* _WORK REQUEST_:
Which of the lines below holds the string "sandy"? Copy every line that does.

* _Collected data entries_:
"""
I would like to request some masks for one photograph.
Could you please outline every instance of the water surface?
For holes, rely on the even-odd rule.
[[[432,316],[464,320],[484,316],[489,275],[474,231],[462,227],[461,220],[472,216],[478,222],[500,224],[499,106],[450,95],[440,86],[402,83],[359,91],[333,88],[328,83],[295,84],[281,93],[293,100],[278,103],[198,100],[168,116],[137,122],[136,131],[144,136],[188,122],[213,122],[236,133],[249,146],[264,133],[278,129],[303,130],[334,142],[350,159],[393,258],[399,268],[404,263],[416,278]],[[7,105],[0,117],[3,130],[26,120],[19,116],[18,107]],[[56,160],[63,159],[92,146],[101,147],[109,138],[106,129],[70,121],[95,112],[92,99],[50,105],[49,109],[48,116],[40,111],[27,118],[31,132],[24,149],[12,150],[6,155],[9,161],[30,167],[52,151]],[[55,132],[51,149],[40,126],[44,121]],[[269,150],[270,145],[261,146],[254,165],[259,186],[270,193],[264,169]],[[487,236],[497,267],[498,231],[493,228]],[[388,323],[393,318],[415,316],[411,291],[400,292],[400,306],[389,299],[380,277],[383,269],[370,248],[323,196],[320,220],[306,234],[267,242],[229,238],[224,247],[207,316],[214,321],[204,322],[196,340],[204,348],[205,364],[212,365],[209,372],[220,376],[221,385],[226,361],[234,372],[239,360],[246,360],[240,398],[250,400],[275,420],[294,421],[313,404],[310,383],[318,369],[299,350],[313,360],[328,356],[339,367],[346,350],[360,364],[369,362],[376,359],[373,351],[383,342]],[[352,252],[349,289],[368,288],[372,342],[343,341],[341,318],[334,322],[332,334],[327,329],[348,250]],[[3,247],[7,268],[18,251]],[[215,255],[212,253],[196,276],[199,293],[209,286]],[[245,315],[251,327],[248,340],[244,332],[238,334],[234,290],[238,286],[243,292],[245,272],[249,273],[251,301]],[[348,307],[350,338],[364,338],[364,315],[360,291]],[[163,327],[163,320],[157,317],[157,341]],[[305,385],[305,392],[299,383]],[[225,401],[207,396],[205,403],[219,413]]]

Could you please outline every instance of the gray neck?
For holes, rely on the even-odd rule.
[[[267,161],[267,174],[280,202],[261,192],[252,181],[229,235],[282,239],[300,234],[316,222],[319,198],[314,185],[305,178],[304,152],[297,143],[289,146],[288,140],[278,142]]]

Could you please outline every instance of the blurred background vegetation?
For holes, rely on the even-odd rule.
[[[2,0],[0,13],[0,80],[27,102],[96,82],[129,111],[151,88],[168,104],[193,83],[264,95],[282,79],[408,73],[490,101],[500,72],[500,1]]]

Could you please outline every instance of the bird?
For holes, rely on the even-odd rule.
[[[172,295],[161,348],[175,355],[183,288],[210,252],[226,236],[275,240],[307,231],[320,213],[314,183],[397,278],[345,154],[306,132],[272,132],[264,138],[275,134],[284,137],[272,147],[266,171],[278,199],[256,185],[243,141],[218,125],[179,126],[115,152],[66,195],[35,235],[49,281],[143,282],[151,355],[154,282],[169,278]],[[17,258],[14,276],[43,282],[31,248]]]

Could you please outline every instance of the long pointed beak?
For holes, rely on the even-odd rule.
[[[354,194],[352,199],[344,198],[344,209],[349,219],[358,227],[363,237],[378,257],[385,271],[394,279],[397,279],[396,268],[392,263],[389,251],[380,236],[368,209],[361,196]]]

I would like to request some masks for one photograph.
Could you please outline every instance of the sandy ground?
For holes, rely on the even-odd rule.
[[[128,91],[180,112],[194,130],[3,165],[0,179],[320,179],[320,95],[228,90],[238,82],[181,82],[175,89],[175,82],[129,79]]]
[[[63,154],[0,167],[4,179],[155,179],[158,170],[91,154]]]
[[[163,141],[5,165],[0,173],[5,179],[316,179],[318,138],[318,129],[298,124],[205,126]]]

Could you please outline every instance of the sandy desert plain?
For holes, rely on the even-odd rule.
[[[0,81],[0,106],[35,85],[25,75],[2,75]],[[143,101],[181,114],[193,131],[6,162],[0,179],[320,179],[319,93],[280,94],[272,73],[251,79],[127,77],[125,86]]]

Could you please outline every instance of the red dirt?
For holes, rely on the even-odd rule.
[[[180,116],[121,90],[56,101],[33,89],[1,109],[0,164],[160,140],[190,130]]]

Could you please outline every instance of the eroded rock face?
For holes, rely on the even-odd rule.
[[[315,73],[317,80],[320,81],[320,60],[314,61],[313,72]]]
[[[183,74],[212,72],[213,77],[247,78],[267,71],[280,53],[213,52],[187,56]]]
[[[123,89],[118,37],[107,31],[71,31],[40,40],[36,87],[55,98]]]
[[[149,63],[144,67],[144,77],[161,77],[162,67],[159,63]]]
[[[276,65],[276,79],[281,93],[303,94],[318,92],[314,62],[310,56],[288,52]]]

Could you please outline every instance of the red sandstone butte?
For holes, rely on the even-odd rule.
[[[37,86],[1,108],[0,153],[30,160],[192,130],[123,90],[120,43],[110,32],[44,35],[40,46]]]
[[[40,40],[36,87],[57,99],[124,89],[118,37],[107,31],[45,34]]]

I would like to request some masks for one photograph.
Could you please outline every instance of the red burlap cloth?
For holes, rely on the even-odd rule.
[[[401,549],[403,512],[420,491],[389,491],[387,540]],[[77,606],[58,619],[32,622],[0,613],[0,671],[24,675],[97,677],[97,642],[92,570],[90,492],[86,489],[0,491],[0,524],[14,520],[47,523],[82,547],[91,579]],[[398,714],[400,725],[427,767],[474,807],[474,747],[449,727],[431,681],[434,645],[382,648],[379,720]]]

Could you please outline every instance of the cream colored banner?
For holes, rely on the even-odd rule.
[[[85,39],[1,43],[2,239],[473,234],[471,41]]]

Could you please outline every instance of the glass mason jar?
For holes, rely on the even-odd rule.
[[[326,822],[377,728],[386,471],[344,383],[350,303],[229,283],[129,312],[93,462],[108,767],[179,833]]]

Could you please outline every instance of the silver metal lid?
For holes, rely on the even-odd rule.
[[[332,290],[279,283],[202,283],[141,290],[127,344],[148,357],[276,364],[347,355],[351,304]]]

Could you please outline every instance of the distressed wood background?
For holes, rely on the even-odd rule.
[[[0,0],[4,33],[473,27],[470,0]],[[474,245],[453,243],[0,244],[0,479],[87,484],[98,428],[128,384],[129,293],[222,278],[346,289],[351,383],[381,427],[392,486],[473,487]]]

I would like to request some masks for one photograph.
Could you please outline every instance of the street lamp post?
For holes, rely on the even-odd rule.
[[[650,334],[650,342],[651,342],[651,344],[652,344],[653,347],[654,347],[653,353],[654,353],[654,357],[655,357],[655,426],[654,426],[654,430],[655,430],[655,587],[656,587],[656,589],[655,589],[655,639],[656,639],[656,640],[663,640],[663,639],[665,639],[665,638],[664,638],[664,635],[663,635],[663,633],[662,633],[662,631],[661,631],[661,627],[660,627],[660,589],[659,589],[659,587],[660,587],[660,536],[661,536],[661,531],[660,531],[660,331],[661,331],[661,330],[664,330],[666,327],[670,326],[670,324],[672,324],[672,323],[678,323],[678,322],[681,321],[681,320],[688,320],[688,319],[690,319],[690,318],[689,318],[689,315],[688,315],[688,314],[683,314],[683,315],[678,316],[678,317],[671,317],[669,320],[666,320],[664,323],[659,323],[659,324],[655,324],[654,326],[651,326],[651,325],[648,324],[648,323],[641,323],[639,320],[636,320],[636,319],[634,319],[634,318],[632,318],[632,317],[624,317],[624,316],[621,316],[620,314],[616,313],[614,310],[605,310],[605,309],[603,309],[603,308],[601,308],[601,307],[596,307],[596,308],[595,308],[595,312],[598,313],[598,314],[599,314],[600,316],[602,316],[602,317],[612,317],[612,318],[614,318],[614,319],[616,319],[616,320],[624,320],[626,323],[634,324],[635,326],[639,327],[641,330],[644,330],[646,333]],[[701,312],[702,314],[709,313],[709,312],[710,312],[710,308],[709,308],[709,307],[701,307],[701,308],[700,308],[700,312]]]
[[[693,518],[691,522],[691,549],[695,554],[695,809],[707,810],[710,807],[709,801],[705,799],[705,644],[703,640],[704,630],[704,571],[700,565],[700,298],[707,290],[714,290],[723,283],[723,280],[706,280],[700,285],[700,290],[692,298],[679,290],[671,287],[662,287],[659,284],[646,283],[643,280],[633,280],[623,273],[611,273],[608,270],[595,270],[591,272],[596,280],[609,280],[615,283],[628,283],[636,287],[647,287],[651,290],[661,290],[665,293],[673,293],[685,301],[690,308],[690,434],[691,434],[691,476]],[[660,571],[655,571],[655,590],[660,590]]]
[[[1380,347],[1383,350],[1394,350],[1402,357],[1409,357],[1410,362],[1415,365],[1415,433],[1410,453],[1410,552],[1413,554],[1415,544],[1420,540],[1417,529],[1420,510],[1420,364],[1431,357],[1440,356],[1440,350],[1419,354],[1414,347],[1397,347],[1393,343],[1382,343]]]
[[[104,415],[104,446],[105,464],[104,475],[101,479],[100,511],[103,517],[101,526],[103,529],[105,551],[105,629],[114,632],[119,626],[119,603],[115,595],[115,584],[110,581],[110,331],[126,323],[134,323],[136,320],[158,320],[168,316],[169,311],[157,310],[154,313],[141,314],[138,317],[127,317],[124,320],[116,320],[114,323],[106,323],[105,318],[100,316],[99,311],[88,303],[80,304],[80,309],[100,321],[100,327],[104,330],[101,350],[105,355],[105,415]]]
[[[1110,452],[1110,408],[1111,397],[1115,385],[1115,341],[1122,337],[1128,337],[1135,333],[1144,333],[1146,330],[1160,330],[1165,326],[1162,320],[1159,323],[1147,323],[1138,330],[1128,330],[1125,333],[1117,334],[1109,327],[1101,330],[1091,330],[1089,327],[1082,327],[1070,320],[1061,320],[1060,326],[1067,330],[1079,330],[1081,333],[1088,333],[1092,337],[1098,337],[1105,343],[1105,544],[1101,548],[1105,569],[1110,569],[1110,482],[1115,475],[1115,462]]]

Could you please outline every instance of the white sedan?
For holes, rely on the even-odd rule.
"""
* _TASK SOLUTION_:
Could you please outline every instance of the sandy ground?
Could you please outline every instance of the sandy desert plain?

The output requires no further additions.